* _Provided material_

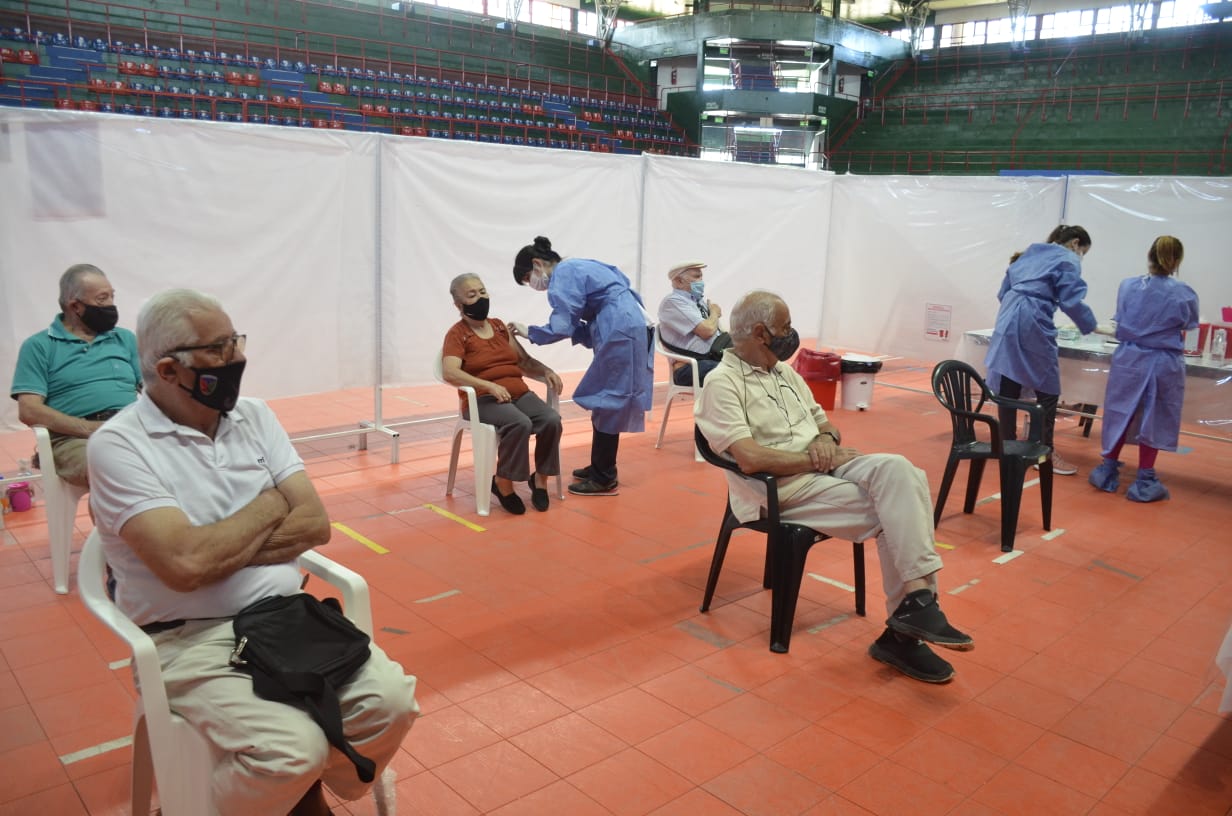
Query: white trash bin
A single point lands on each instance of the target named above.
(858, 375)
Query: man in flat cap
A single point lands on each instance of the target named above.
(689, 323)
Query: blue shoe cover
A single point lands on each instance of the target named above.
(1147, 488)
(1106, 477)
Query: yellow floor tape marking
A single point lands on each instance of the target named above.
(449, 515)
(366, 541)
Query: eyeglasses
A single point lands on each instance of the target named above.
(223, 349)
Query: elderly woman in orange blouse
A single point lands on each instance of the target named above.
(479, 351)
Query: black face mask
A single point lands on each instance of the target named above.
(217, 387)
(784, 345)
(100, 318)
(477, 311)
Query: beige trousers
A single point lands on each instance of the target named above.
(880, 494)
(275, 752)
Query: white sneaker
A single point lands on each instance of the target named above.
(1060, 466)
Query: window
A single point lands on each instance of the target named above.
(1182, 12)
(548, 14)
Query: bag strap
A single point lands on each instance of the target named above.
(320, 700)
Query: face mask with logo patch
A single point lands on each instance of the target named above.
(217, 387)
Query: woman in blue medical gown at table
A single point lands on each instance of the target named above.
(595, 306)
(1023, 351)
(1146, 382)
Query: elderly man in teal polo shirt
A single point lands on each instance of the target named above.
(79, 372)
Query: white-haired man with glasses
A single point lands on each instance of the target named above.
(203, 505)
(760, 413)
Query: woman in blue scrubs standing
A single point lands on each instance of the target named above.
(594, 305)
(1146, 383)
(1023, 353)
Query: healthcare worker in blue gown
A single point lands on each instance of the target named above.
(1023, 353)
(594, 305)
(1146, 383)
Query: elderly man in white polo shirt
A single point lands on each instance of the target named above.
(203, 507)
(689, 322)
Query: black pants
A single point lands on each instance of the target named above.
(603, 456)
(1008, 416)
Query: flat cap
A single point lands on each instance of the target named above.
(680, 269)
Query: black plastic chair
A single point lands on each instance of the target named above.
(786, 551)
(964, 392)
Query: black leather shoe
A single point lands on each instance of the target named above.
(919, 616)
(912, 657)
(583, 475)
(539, 494)
(513, 502)
(590, 487)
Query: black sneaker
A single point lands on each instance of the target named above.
(583, 475)
(539, 494)
(589, 487)
(513, 502)
(912, 657)
(920, 616)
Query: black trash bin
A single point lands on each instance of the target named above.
(858, 375)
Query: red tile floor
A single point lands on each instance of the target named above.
(564, 667)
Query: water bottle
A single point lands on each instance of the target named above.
(1219, 345)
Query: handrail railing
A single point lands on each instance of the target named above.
(1119, 93)
(1215, 162)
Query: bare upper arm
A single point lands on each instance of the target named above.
(28, 406)
(301, 494)
(154, 536)
(450, 366)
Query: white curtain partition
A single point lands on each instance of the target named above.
(333, 250)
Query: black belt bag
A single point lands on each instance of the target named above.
(299, 651)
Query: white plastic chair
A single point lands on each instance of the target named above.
(483, 443)
(166, 750)
(673, 388)
(62, 501)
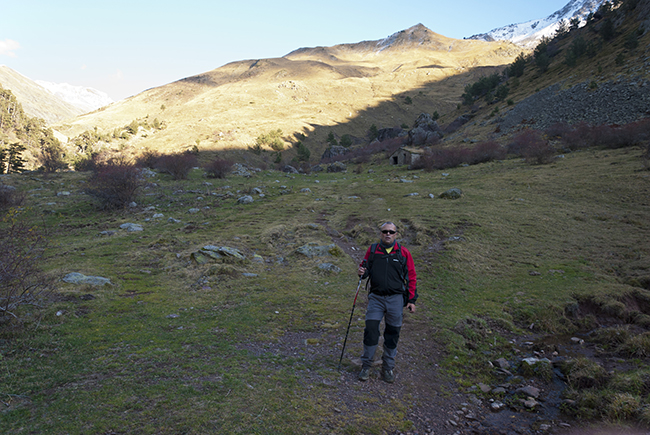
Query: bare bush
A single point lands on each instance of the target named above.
(486, 152)
(218, 168)
(148, 159)
(115, 184)
(22, 282)
(178, 165)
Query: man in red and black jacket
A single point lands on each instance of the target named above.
(393, 286)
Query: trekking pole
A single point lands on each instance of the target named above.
(350, 322)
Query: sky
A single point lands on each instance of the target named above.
(125, 47)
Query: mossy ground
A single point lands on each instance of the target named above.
(177, 347)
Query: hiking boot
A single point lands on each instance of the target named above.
(388, 375)
(364, 374)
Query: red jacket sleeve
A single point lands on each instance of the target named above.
(410, 265)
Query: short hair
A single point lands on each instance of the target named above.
(387, 223)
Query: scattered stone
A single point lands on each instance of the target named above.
(334, 151)
(79, 278)
(241, 170)
(529, 391)
(484, 388)
(290, 169)
(246, 199)
(131, 227)
(313, 249)
(497, 406)
(329, 267)
(337, 167)
(453, 193)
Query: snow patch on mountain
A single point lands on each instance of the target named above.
(529, 33)
(86, 99)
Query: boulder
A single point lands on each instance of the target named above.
(131, 227)
(79, 278)
(390, 133)
(453, 193)
(337, 167)
(335, 151)
(241, 170)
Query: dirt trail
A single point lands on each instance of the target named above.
(435, 403)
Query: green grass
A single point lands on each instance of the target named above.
(523, 244)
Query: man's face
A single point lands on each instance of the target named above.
(388, 233)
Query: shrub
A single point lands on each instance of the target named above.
(148, 159)
(10, 197)
(272, 139)
(530, 145)
(218, 168)
(86, 162)
(558, 130)
(486, 152)
(516, 69)
(302, 152)
(115, 184)
(51, 156)
(178, 165)
(622, 406)
(21, 280)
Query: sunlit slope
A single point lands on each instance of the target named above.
(357, 84)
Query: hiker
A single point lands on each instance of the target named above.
(392, 282)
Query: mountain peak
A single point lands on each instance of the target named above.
(530, 32)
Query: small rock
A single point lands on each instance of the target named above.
(131, 227)
(497, 406)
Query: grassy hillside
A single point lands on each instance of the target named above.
(342, 89)
(252, 347)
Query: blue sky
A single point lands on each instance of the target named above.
(124, 47)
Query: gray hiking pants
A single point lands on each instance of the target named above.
(389, 308)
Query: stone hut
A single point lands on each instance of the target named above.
(406, 156)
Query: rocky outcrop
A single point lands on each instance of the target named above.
(613, 102)
(425, 130)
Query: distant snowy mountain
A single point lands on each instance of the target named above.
(86, 99)
(530, 32)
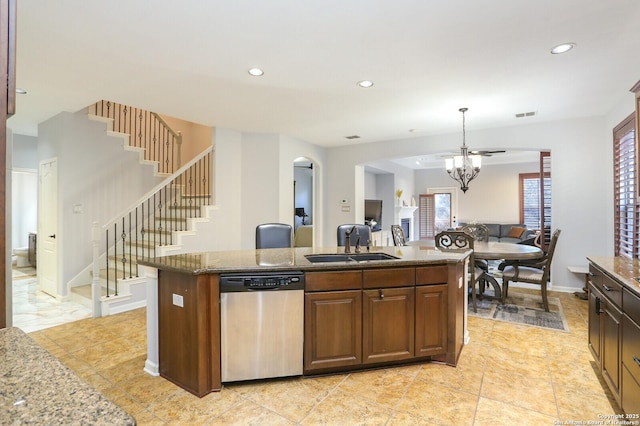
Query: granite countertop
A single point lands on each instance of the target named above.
(36, 388)
(622, 269)
(294, 258)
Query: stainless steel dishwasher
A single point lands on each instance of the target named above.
(261, 325)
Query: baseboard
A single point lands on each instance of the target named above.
(152, 368)
(125, 307)
(560, 289)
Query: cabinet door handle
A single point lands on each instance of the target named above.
(598, 303)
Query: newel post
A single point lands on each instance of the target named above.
(179, 141)
(95, 282)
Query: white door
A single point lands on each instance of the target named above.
(47, 227)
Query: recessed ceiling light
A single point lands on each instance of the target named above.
(562, 48)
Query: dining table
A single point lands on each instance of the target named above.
(495, 250)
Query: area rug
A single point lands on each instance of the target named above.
(522, 308)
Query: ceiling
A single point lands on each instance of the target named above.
(427, 58)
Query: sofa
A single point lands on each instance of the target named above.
(508, 232)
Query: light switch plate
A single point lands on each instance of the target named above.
(178, 300)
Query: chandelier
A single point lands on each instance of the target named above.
(464, 167)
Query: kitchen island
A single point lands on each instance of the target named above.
(395, 306)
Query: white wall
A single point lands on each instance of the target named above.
(253, 185)
(195, 137)
(24, 189)
(493, 196)
(303, 177)
(95, 172)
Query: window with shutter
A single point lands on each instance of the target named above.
(426, 214)
(624, 182)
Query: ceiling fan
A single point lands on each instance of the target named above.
(486, 153)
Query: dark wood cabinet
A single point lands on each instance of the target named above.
(189, 331)
(630, 369)
(377, 316)
(332, 329)
(611, 340)
(594, 336)
(431, 320)
(388, 324)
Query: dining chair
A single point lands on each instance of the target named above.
(479, 232)
(461, 241)
(398, 235)
(274, 235)
(532, 271)
(363, 232)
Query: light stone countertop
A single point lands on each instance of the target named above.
(36, 388)
(267, 260)
(622, 269)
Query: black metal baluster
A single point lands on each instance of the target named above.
(107, 256)
(130, 262)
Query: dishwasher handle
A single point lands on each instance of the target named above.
(233, 283)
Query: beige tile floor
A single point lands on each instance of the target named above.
(508, 374)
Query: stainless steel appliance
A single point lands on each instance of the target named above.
(261, 321)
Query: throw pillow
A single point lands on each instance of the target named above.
(516, 232)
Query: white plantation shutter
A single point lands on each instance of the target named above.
(426, 214)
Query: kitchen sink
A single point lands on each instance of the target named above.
(349, 257)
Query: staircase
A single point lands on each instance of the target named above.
(150, 224)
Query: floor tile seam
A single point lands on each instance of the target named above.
(447, 385)
(518, 406)
(136, 345)
(244, 399)
(329, 392)
(128, 395)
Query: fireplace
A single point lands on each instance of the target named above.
(404, 218)
(404, 222)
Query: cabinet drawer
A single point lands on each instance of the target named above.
(631, 346)
(631, 305)
(392, 277)
(336, 280)
(630, 393)
(432, 275)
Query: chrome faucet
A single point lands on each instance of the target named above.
(347, 238)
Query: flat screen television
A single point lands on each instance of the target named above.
(373, 214)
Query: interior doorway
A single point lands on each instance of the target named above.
(47, 227)
(303, 211)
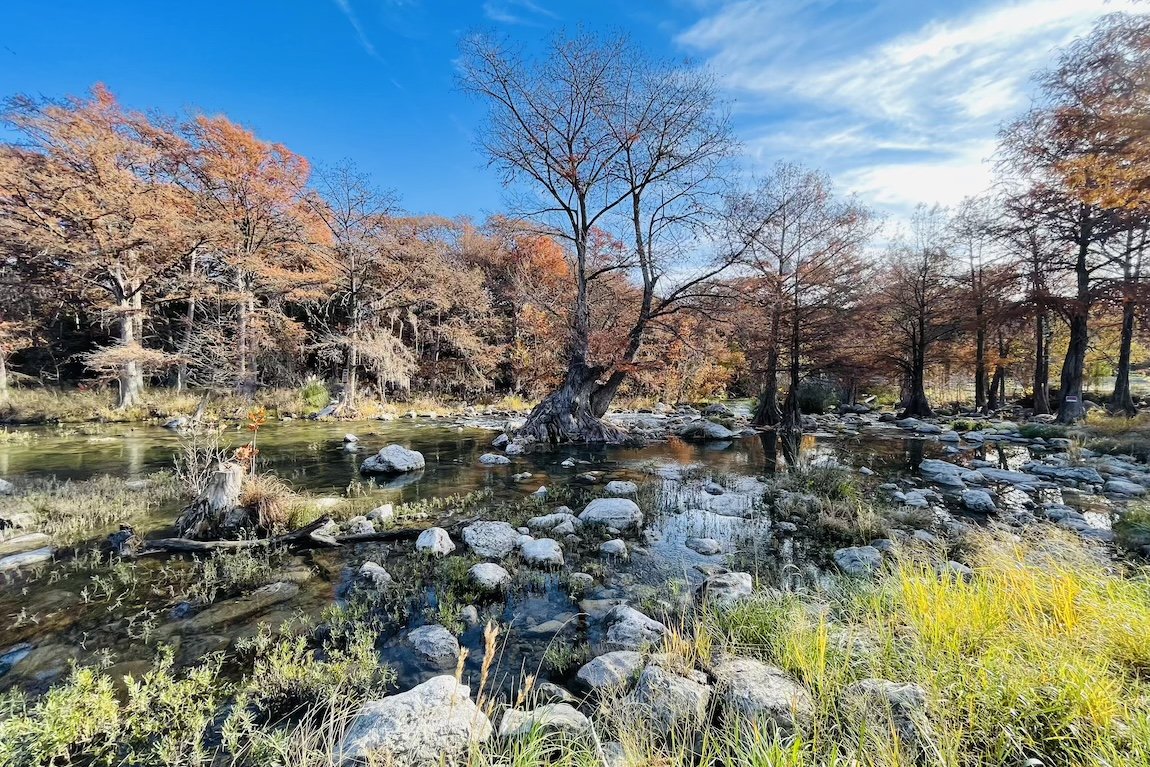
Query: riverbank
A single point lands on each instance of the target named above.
(951, 592)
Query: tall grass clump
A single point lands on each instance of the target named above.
(1041, 654)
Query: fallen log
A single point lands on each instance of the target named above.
(306, 537)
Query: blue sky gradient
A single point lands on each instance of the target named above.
(899, 100)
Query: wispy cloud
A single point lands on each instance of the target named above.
(898, 110)
(345, 8)
(526, 13)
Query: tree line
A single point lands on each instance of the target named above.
(140, 248)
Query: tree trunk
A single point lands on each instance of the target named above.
(1070, 407)
(1122, 399)
(213, 513)
(131, 374)
(1041, 365)
(5, 397)
(980, 362)
(917, 403)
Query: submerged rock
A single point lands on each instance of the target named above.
(726, 588)
(705, 546)
(619, 513)
(491, 539)
(435, 541)
(611, 672)
(489, 576)
(763, 693)
(542, 552)
(614, 547)
(393, 459)
(621, 488)
(242, 607)
(671, 702)
(428, 723)
(436, 644)
(629, 629)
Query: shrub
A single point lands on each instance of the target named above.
(315, 394)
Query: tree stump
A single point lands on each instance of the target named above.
(215, 513)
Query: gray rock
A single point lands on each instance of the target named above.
(374, 575)
(234, 611)
(1124, 488)
(886, 707)
(705, 546)
(542, 552)
(491, 539)
(858, 560)
(27, 559)
(489, 576)
(669, 702)
(629, 629)
(619, 513)
(704, 429)
(751, 690)
(382, 514)
(611, 672)
(979, 500)
(550, 718)
(621, 488)
(428, 723)
(393, 459)
(435, 541)
(436, 644)
(726, 588)
(613, 547)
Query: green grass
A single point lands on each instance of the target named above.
(1042, 654)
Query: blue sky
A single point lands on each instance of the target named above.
(897, 99)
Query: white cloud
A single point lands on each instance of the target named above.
(899, 112)
(349, 13)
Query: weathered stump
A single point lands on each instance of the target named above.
(216, 512)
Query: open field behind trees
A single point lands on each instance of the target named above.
(144, 252)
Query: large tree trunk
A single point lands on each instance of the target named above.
(1041, 365)
(1070, 408)
(917, 403)
(573, 413)
(213, 514)
(5, 397)
(1122, 399)
(131, 373)
(980, 361)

* _Work task_
Copy out each line of the data where the string "face" appears.

* _Answer box_
Query: black face mask
Query: face mask with logo patch
Query: man's face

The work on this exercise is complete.